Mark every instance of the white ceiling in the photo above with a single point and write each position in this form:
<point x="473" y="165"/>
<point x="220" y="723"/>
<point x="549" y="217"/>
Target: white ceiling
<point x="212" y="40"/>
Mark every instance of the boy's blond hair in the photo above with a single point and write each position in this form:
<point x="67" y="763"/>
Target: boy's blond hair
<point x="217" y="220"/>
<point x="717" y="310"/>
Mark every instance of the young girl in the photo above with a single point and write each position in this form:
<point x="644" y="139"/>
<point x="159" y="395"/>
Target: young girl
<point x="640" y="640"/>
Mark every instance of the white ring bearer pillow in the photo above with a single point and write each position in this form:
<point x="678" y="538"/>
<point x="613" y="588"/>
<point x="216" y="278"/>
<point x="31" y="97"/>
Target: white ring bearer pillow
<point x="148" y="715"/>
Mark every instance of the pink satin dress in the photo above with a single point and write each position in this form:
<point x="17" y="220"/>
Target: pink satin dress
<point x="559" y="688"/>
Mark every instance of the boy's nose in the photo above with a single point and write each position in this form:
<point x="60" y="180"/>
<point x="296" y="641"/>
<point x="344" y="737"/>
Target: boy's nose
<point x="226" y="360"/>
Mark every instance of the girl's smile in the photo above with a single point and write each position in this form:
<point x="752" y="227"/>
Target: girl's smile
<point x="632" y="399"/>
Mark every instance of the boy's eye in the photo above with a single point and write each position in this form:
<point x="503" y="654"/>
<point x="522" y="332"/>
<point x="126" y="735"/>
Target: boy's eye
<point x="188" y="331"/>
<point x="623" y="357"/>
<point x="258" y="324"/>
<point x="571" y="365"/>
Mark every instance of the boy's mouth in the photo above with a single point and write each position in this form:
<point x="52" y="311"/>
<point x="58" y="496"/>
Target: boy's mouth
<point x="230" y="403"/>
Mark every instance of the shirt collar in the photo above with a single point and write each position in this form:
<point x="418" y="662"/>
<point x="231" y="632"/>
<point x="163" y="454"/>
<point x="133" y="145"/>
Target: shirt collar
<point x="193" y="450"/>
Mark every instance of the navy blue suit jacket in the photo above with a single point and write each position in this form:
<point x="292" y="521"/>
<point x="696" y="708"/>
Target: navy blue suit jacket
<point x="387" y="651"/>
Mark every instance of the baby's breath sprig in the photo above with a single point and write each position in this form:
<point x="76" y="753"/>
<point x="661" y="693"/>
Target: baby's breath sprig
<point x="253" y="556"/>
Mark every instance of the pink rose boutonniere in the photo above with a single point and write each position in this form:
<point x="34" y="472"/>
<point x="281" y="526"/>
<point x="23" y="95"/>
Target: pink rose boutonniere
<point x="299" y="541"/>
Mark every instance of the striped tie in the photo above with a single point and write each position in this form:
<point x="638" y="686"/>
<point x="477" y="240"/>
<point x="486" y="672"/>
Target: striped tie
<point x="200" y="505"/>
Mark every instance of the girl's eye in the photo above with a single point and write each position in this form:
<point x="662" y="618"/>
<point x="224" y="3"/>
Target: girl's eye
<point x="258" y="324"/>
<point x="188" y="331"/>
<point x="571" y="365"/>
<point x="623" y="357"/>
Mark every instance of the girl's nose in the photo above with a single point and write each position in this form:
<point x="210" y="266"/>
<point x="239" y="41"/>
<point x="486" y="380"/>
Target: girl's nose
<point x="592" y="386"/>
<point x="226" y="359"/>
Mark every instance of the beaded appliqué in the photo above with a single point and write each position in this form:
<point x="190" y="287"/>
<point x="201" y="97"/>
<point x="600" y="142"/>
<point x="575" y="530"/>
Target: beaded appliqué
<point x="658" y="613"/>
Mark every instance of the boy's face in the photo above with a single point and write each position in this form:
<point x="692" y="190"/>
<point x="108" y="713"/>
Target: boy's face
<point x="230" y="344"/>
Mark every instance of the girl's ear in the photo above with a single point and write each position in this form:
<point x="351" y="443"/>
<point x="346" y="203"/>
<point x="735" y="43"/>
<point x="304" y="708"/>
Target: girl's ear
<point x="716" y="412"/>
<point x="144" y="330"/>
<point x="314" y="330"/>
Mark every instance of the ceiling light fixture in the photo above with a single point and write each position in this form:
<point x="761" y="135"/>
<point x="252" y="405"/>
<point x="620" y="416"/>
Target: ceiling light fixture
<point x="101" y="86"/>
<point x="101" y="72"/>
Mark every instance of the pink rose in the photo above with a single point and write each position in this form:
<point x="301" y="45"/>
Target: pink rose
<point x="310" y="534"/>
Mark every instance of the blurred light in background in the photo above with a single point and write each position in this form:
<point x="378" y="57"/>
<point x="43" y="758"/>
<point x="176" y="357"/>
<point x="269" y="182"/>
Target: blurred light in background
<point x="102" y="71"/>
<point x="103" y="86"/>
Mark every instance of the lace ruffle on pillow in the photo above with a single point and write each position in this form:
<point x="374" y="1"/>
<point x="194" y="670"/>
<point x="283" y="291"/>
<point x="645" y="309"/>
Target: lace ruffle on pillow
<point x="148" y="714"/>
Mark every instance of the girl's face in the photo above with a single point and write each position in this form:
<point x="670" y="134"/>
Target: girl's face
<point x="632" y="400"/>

*****

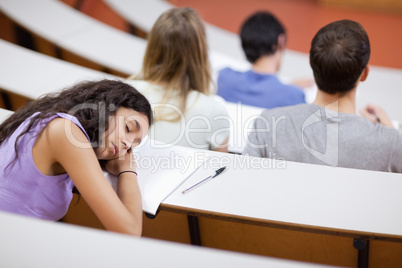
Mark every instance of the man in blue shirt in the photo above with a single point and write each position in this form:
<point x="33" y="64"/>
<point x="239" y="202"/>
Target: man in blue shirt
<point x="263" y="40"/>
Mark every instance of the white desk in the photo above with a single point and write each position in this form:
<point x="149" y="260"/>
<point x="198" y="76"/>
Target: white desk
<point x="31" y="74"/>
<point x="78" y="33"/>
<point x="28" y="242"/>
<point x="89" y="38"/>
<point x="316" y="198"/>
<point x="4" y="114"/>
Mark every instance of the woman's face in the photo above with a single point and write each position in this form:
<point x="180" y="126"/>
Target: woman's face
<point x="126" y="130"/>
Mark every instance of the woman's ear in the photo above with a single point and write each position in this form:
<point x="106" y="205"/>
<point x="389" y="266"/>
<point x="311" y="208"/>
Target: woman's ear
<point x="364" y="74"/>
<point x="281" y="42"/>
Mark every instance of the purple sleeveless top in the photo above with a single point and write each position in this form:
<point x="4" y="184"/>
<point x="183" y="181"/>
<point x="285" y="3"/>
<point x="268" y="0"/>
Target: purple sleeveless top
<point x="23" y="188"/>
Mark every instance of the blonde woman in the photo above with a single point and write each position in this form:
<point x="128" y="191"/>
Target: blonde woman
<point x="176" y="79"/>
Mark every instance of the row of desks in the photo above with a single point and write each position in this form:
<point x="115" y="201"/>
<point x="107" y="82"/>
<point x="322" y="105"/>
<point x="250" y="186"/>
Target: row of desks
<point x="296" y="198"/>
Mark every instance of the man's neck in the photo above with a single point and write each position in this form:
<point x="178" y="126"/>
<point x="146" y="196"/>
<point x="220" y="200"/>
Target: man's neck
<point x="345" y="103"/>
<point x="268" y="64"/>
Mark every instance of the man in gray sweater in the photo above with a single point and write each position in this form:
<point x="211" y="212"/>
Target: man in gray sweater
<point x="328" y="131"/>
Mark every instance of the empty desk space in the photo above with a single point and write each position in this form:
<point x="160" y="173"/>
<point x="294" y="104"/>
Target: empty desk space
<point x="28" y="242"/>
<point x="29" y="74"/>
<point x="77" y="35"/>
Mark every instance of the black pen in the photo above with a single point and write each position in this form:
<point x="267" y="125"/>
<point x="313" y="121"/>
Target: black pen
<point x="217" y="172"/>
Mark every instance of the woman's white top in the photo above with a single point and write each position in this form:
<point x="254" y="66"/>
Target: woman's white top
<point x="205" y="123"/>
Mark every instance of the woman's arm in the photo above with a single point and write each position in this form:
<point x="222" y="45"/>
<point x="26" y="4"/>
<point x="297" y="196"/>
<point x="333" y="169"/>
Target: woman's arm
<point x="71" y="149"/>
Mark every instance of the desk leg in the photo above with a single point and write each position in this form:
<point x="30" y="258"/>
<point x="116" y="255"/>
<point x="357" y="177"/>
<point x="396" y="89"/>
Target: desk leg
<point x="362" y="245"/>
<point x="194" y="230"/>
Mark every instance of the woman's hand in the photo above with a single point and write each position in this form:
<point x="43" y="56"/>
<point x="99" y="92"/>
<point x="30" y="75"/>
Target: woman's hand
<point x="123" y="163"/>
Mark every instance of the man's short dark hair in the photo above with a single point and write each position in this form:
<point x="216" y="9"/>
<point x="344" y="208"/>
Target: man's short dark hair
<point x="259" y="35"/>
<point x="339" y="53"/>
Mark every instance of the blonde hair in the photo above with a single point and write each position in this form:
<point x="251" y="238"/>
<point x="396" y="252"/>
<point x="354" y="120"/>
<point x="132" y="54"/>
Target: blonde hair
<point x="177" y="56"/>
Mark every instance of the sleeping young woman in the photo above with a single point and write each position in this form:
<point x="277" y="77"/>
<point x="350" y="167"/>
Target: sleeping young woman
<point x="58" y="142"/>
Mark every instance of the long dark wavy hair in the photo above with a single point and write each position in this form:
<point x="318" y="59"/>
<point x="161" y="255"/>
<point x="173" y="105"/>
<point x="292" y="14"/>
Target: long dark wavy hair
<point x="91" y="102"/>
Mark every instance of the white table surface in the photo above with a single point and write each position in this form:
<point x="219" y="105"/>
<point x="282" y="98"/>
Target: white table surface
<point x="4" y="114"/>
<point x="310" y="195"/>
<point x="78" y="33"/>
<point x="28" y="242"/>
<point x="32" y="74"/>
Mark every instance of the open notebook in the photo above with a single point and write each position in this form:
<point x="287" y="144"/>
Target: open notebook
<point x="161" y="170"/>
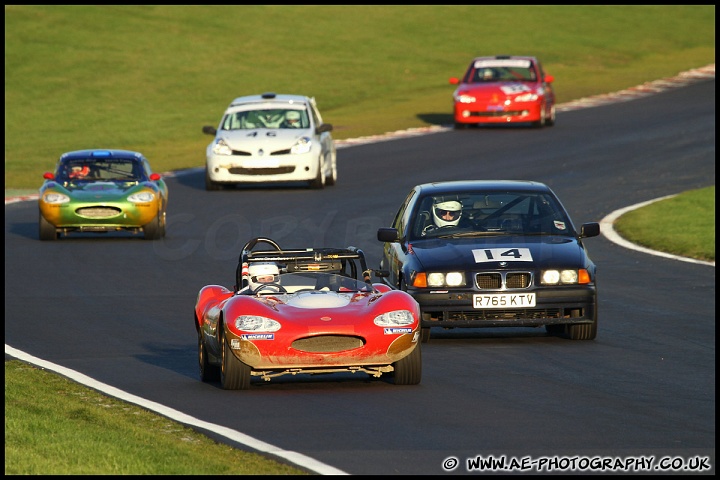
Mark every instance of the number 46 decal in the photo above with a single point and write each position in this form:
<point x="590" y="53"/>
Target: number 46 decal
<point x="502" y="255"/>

*****

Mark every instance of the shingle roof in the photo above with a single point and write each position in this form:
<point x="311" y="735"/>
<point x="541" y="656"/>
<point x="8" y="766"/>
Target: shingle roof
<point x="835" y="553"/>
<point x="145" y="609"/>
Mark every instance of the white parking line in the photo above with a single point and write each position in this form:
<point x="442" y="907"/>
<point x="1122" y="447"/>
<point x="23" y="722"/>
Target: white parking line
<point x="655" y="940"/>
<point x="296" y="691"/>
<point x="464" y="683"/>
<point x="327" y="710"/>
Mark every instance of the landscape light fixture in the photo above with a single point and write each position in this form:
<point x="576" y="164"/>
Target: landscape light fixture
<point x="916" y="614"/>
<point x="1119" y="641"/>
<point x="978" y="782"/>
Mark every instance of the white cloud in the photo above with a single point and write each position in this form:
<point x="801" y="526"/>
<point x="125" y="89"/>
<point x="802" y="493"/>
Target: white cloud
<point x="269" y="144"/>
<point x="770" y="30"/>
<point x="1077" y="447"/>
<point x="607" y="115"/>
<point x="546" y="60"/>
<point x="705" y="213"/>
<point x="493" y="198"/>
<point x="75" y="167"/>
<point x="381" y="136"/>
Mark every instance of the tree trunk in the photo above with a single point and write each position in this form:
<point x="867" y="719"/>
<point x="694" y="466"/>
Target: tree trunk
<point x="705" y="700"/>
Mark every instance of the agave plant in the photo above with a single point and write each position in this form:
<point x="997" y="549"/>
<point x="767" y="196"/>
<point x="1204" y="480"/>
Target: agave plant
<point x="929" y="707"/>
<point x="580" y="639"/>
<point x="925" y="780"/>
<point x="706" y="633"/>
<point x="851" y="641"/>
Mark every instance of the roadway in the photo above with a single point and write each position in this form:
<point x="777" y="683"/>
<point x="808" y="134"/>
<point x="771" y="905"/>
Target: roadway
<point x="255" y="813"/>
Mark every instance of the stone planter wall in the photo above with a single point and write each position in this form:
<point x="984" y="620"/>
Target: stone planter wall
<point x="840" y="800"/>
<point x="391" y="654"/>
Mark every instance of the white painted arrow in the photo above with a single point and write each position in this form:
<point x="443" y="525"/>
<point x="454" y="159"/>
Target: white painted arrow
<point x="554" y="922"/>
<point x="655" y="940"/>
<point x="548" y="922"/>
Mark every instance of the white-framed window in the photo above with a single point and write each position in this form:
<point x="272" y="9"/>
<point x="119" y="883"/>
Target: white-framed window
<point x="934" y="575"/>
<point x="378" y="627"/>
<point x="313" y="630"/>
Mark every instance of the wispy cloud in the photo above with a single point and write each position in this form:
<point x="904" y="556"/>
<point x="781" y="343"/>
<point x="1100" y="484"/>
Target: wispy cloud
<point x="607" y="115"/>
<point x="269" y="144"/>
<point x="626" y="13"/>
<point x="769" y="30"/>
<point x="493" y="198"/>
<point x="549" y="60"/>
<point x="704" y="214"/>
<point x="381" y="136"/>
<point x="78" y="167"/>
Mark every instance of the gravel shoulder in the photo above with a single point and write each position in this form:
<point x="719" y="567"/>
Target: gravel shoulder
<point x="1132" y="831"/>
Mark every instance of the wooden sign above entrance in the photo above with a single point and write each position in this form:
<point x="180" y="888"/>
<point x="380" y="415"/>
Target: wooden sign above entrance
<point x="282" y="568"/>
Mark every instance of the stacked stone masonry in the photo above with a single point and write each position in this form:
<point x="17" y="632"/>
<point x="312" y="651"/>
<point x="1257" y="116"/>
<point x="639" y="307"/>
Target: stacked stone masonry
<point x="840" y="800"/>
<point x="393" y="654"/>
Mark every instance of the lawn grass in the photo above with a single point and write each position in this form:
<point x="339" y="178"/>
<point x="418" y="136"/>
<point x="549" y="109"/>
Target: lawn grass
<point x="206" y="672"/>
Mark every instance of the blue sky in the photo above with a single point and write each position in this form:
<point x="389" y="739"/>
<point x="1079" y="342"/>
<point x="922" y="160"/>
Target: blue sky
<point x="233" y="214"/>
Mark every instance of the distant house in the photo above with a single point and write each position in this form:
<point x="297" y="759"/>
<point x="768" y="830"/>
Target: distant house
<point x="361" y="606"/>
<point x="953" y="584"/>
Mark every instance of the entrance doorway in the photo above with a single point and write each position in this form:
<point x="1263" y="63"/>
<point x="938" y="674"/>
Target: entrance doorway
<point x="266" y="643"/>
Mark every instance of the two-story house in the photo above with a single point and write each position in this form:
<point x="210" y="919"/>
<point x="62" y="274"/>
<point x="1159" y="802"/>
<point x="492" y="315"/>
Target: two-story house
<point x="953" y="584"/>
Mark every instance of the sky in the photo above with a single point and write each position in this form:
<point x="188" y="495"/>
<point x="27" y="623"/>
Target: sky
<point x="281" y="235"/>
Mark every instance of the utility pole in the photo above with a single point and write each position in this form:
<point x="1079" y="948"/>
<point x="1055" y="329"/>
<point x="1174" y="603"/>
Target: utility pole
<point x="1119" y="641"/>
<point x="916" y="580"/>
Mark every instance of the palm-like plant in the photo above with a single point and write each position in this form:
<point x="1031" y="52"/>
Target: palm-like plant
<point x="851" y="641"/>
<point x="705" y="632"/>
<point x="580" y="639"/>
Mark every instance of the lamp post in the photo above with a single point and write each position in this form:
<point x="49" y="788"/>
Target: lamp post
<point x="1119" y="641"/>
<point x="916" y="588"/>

*****

* _Exercise_
From the entries above, extract only the lines running from the one containing "Mark every instance of the agave" through the one containing "Mark every instance of the stacked", inclusive.

* _Response for this exercise_
Mark every instance of the agave plant in the photo above with a single point and write each position in this form:
<point x="997" y="549"/>
<point x="767" y="196"/>
<point x="1204" y="480"/>
Target: agave plant
<point x="929" y="707"/>
<point x="580" y="639"/>
<point x="925" y="780"/>
<point x="706" y="633"/>
<point x="851" y="641"/>
Mark every instance of the roadway in the photo above with a single point and write each position in this form:
<point x="777" y="683"/>
<point x="808" y="134"/>
<point x="771" y="905"/>
Target: roadway
<point x="255" y="813"/>
Mark every instance of the stone planter wall in the photo above with a single point and write each position in this form:
<point x="984" y="620"/>
Target: stone planter wall
<point x="840" y="800"/>
<point x="391" y="654"/>
Mark every instance of the white painted arrow in the photo above with a single point and write each position in this form:
<point x="443" y="525"/>
<point x="454" y="159"/>
Target: white painted arrow
<point x="554" y="922"/>
<point x="655" y="940"/>
<point x="548" y="922"/>
Mark every instance of the white-framed window in the photo above with a single point and write each position in this form:
<point x="272" y="9"/>
<point x="119" y="883"/>
Target: white-framed window
<point x="934" y="575"/>
<point x="378" y="627"/>
<point x="313" y="630"/>
Mark every instance of the wispy cloud in the photo above with a single point and write each position in this form:
<point x="904" y="556"/>
<point x="781" y="343"/>
<point x="1100" y="484"/>
Target: wispy cloud
<point x="607" y="115"/>
<point x="269" y="144"/>
<point x="626" y="13"/>
<point x="769" y="30"/>
<point x="493" y="198"/>
<point x="549" y="60"/>
<point x="704" y="214"/>
<point x="381" y="136"/>
<point x="78" y="167"/>
Mark every instance of the gravel shoulder in the photo above with a single point and write each position in this form:
<point x="719" y="567"/>
Target: gravel shoulder
<point x="1132" y="831"/>
Mark every instance of the wooden sign above entrance in the photo above with a single point and write each position in this form:
<point x="180" y="888"/>
<point x="380" y="415"/>
Target: wooden sign above entrance
<point x="282" y="568"/>
Mark every instance of the stacked stone masonry in the photo above with a single point and write each position in this form:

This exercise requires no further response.